APPLY WHAT YOU READ:
1/ In the article about the "Route 29 stalker," why did the federal murder case against Darrell David Rice fall apart? Answer in one to three sentences.
2/ According to the article about the "Route 29 stalker," where was Darrell David Rice arrested in 1997, and for what?

The man prosecutors once pegged as the “Route 29 stalker” who terrorized much of central Virginia in early 1996 was on trial this summer in Manassas.
One night in February 1996, 38-year-old Carmelita Shomo was driving on Dumfries Road in Manassas, heading home from work.
A truck drove up behind her, flashing its lights. When Shomo pulled over, a man approached her and said there were sparks coming from under her car.
He offered her a ride, and she accepted.
Shomo got in his truck and the man drove off. Later, he pulled over to the side of the road and attacked her.
After a scuffle, Shomo was able to get free, though she caught her ankle in the truck’s seat belt and was dragged down the road before getting free.
The method of the abduction was eerily similar to the so-called “Route 29 stalker” who around the same time attempted to abduct up to 30 women along the Route 29 corridor from Charlottsville to Northern Virginia.
Authorities believe those abductions climaxed with the 1996 murder of 25-year-old Alicia Showalter Reynolds.
Darrell David Rice was arrested in 1997 for an attempted abduction in Shenandoah National Park, and was in jail when Shomo picked a photograph of him out of a police lineup and said he was the man who attacked her.
In 2004, Rice was indicted in Prince William County for allegedly attempting to abduct Shomo.
The Prince William County indictment came just after federal prosecutors dropped murder charges against Rice for two other 1996 murders in Shenandoah National Park. That case fell apart after DNA evidence seemed to exclude Rice.
When Rice was indicted in Prince William County, Commonwealth’s Attorney Paul B. Ebert said he believed Rice was the man responsible for the “Route 29 stalker” abductions.

SUPPLIED MATERIAL:
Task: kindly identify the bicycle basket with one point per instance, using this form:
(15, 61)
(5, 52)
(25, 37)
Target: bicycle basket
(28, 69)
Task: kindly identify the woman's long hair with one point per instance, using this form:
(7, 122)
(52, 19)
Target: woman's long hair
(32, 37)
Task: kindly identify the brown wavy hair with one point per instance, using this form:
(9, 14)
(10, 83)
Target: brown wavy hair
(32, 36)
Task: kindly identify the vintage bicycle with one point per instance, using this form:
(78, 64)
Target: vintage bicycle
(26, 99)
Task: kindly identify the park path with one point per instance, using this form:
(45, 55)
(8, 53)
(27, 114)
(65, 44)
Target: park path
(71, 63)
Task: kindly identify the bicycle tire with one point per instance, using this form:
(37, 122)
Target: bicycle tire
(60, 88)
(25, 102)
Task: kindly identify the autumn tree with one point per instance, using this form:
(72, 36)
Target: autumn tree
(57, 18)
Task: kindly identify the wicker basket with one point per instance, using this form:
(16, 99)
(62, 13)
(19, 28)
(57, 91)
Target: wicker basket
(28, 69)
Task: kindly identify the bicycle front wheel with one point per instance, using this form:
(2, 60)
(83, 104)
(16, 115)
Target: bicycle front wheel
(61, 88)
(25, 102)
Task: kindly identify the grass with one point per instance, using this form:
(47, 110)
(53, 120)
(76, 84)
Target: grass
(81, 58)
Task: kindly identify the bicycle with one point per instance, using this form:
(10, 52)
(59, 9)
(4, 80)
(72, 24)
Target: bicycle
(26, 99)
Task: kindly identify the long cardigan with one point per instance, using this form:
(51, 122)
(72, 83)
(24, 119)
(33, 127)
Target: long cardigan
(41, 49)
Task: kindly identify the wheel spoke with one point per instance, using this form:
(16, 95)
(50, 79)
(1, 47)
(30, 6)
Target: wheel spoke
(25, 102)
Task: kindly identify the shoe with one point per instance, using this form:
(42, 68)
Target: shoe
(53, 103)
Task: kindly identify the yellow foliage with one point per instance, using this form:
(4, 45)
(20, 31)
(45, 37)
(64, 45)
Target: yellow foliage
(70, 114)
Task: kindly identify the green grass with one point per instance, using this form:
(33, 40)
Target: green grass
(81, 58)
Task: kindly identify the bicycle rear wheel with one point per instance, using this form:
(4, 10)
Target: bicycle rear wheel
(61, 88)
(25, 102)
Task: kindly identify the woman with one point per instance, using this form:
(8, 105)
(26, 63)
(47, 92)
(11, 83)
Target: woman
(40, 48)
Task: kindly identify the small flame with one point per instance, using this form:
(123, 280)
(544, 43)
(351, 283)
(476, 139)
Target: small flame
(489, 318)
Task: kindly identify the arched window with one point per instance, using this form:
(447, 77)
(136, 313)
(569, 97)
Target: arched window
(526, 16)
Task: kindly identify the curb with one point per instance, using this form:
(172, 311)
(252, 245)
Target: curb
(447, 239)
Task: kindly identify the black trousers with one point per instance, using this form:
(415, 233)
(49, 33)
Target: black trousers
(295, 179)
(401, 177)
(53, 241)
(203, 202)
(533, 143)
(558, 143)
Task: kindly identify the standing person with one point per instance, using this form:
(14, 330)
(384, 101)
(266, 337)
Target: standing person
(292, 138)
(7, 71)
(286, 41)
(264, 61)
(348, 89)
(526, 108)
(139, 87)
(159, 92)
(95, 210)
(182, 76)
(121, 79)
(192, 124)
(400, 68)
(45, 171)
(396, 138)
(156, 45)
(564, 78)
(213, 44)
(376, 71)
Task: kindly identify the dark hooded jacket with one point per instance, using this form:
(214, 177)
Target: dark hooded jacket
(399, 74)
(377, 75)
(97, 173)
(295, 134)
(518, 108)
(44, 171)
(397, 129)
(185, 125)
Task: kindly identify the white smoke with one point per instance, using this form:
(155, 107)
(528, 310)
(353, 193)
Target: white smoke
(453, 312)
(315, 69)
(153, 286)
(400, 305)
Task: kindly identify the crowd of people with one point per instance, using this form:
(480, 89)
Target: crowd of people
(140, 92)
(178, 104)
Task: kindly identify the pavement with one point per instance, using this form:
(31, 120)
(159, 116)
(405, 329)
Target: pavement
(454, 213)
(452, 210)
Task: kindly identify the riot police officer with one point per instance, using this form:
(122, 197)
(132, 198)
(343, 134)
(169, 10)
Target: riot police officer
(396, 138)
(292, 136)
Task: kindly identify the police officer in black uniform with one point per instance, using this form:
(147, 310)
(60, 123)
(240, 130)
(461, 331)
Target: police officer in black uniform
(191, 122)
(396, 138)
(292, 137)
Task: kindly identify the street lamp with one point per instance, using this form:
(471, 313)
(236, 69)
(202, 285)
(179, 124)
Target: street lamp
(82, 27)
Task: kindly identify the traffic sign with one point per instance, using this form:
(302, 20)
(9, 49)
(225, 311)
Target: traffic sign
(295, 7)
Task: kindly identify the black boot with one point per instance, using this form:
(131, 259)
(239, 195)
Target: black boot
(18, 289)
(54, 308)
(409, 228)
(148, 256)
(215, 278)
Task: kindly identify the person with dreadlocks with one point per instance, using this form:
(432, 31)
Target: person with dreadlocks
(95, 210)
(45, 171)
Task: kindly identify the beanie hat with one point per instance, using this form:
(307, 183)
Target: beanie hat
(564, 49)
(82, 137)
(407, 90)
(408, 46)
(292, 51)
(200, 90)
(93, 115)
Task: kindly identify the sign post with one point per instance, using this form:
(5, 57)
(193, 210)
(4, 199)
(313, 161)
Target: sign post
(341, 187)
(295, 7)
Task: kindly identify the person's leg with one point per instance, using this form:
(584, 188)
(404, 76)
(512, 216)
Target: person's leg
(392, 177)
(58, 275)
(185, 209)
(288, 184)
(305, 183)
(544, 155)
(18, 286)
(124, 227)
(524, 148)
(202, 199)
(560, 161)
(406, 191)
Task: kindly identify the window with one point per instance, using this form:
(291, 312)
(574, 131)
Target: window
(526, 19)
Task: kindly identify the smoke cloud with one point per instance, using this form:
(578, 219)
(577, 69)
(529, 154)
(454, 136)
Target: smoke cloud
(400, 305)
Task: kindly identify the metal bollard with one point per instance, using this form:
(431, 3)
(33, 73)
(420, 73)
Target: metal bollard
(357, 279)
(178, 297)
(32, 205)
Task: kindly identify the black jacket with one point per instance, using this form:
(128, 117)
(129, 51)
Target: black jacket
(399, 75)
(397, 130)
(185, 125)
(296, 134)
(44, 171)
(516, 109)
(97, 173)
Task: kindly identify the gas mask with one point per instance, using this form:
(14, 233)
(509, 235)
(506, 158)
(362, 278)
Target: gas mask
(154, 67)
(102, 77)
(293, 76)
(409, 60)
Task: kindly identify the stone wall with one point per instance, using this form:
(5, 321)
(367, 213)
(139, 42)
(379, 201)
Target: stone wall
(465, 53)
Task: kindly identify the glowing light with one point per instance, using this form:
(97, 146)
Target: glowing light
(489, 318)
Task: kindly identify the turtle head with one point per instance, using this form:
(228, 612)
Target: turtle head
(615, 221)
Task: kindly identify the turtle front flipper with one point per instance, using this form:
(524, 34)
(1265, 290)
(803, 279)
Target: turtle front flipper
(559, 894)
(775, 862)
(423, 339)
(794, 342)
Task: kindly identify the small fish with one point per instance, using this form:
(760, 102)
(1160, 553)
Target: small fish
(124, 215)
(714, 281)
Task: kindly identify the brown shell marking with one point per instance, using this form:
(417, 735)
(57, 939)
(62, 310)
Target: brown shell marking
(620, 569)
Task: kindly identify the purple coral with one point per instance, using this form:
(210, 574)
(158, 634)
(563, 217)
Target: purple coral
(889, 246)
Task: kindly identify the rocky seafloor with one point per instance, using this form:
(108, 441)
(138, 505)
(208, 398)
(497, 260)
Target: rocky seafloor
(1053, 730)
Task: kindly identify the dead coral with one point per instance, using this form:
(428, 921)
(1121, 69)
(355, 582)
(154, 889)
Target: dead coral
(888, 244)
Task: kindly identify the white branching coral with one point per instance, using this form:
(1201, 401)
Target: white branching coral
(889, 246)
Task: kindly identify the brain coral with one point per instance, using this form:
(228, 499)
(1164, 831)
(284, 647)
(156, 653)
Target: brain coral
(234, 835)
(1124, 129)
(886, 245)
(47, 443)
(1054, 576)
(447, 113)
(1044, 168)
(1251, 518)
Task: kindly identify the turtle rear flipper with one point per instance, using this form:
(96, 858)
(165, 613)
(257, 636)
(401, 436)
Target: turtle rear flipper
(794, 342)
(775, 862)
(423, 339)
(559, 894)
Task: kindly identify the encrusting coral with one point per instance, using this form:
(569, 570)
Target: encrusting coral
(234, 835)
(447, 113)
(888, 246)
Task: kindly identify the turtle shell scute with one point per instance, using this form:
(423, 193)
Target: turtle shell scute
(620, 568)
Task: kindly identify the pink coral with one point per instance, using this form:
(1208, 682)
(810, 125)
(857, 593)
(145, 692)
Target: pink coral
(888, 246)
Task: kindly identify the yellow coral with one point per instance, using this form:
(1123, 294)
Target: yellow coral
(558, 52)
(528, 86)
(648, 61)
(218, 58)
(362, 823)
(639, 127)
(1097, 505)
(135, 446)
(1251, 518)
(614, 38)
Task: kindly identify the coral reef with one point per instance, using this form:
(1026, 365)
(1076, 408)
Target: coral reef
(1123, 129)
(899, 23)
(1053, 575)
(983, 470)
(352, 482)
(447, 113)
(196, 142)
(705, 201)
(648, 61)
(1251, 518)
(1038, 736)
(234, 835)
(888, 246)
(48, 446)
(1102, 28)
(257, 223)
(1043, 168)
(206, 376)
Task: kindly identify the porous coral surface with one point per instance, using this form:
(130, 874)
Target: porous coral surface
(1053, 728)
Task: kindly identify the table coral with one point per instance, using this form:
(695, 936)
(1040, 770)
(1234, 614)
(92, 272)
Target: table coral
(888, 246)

ANSWERS TO THE TASKS:
1/ The federal case against Rice for two 1996 murders in Shenandoah National Park fell apart because DNA evidence seemed to exclude him. Federal prosecutors then dropped the murder charges.

2/ He was arrested in Shenandoah National Park for an attempted abduction.